# [Texte fourni]
+ + +

# ipod invisible



## bibiche (14 Avril 2022)

Bonjour,
je viens de retrouver un vieil iPod 2GB. Il fonctionne bien, mais impossible de le voir dans iTunes, ni sur mon iMac ni sur mon MBP. comment faire ?j'ai bien lu le topic sur la mise à jour, mais impossible de la faire. Comment transférer des morceaux dans l'iPod dans ces conditions ?

merci.


----------



## Croustibapt (20 Avril 2022)

Bonjour,

De quel modèle s'agit-il? Un shuffle ou un nano?

Si c'est un nano il faudrait faire en sorte de le mettre en mode disque avant de le brancher, afin de voir si un ordi le reconnait quand même. Si c'est un shuffle j'imagine qu'un tour dans Disk Utility devrait être nécessaire....


----------



## bibiche (12 Mai 2022)

Croustibapt a dit:


> Bonjour,
> 
> De quel modèle s'agit-il? Un shuffle ou un nano?
> 
> Si c'est un nano il faudrait faire en sorte de le mettre en mode disque avant de le brancher, afin de voir si un ordi le reconnait quand même. Si c'est un shuffle j'imagine qu'un tour dans Disk Utility devrait être nécessaire....


Bonjour,
merci de ta réponse. C'est un Nano 2GB Silver (MA477ZK/A)
Donc je fais comment pour le mettre en mode disque ?


----------



## Croustibapt (14 Mai 2022)

Il faut faire redémarrer l'iPod en laissant appuyer menu + bouton central, et une fois que la pomme apparait, il faut appuyer sur bouton central + bouton play / pause (bouton du bas) jusqu'à ce que le mode disque apparaisse. Il suffit ensuite de le brancher à un ordinateur afin de voir si l'ordi en question le reconnait comme disque dur.


----------



## bibiche (19 Mai 2022)

Merci beaucoup, ça marche en effet !
trop cool !


----------

+ + +

# [Données fournies]
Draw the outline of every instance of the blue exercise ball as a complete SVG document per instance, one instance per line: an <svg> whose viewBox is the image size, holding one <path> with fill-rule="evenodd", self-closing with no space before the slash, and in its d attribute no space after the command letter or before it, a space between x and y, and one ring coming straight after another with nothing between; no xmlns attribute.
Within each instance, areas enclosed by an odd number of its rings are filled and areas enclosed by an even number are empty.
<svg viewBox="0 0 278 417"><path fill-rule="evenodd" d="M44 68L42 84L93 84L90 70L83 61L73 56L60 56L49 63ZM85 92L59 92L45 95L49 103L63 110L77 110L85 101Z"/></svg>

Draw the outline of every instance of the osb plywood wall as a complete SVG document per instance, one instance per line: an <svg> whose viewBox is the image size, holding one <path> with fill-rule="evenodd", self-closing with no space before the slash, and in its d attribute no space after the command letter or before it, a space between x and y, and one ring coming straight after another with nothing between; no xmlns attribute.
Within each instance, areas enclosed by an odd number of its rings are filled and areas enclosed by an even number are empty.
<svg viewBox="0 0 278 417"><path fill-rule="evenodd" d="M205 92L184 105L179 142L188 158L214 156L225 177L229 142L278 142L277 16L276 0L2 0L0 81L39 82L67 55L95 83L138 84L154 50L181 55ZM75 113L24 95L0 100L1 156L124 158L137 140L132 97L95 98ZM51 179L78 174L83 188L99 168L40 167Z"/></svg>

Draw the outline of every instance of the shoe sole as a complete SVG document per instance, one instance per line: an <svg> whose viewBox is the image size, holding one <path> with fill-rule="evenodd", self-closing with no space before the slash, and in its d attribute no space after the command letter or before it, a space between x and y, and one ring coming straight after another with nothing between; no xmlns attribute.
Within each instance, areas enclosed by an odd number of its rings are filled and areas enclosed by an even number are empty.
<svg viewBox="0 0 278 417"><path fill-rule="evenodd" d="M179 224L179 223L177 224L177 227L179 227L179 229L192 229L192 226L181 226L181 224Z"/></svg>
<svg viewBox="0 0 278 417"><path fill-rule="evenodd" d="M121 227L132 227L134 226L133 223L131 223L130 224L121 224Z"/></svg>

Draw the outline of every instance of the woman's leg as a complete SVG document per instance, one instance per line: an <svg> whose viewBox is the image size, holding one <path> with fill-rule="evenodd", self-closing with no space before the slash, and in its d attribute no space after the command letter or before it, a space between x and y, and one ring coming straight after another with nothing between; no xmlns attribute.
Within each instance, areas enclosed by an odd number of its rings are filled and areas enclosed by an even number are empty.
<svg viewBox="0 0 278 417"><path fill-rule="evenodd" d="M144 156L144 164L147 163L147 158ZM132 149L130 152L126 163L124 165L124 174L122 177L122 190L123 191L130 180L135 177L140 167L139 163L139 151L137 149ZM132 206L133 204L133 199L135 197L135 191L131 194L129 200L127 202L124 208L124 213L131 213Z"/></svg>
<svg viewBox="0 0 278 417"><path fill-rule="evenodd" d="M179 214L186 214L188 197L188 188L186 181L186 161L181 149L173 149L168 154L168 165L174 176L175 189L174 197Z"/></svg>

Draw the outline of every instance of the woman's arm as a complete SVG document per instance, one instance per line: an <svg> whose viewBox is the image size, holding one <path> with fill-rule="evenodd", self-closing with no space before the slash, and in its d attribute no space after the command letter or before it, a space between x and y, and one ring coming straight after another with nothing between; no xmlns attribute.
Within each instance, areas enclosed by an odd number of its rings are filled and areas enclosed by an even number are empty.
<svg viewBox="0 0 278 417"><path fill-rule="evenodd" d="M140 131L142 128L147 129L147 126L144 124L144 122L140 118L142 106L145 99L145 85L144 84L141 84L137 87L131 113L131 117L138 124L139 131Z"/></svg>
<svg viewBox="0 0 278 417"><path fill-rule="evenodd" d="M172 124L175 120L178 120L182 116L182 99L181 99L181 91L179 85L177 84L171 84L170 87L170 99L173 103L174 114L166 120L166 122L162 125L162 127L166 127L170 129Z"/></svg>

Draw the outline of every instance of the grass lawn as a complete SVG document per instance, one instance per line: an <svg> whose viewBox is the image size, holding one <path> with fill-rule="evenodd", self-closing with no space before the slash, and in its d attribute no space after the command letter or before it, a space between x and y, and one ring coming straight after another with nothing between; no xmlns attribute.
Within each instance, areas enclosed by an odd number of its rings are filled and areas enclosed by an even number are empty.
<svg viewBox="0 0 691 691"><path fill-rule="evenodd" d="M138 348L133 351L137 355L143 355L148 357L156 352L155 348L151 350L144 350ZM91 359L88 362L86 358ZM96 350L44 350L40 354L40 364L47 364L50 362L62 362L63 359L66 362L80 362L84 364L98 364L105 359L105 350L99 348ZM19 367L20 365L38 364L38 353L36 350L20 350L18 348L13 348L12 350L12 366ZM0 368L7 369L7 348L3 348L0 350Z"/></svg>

+ + +

# [Consigne 1]
Restituez la discussion sur l'iPod depuis « Il faut faire » jusqu'à « comme disque dur. ».
# [Consigne 2]
Dans la liste, substituez « loops » à « rings » dans tout ce qui va de la ligne contenant « Draw the outline of every instance of the woman's arm » jusqu'à celle contenant « 124L175 120L178 120L182 », puis donnez ces lignes seules, sans rien modifier d'autre.

# [Résultat 1]
Il faut faire redémarrer l'iPod en laissant appuyer menu + bouton central, et une fois que la pomme apparait, il faut appuyer sur bouton central + bouton play / pause (bouton du bas) jusqu'à ce que le mode disque apparaisse. Il suffit ensuite de le brancher à un ordinateur afin de voir si l'ordi en question le reconnait comme disque dur.

# [Résultat 2]
Draw the outline of every instance of the woman's arm as a complete SVG document per instance, one instance per line: an <svg> whose viewBox is the image size, holding one <path> with fill-rule="evenodd", self-closing with no space before the slash, and in its d attribute no space after the command letter or before it, a space between x and y, and one ring coming straight after another with nothing between; no xmlns attribute.
Within each instance, areas enclosed by an odd number of its loops are filled and areas enclosed by an even number are empty.
<svg viewBox="0 0 278 417"><path fill-rule="evenodd" d="M140 131L142 128L147 129L147 126L144 124L144 122L140 118L142 106L145 99L145 85L144 84L141 84L137 87L131 113L131 117L138 124L139 131Z"/></svg>
<svg viewBox="0 0 278 417"><path fill-rule="evenodd" d="M172 124L175 120L178 120L182 116L182 99L181 99L181 91L179 85L177 84L171 84L170 87L170 99L173 103L174 114L166 120L166 122L162 125L162 127L166 127L170 129Z"/></svg>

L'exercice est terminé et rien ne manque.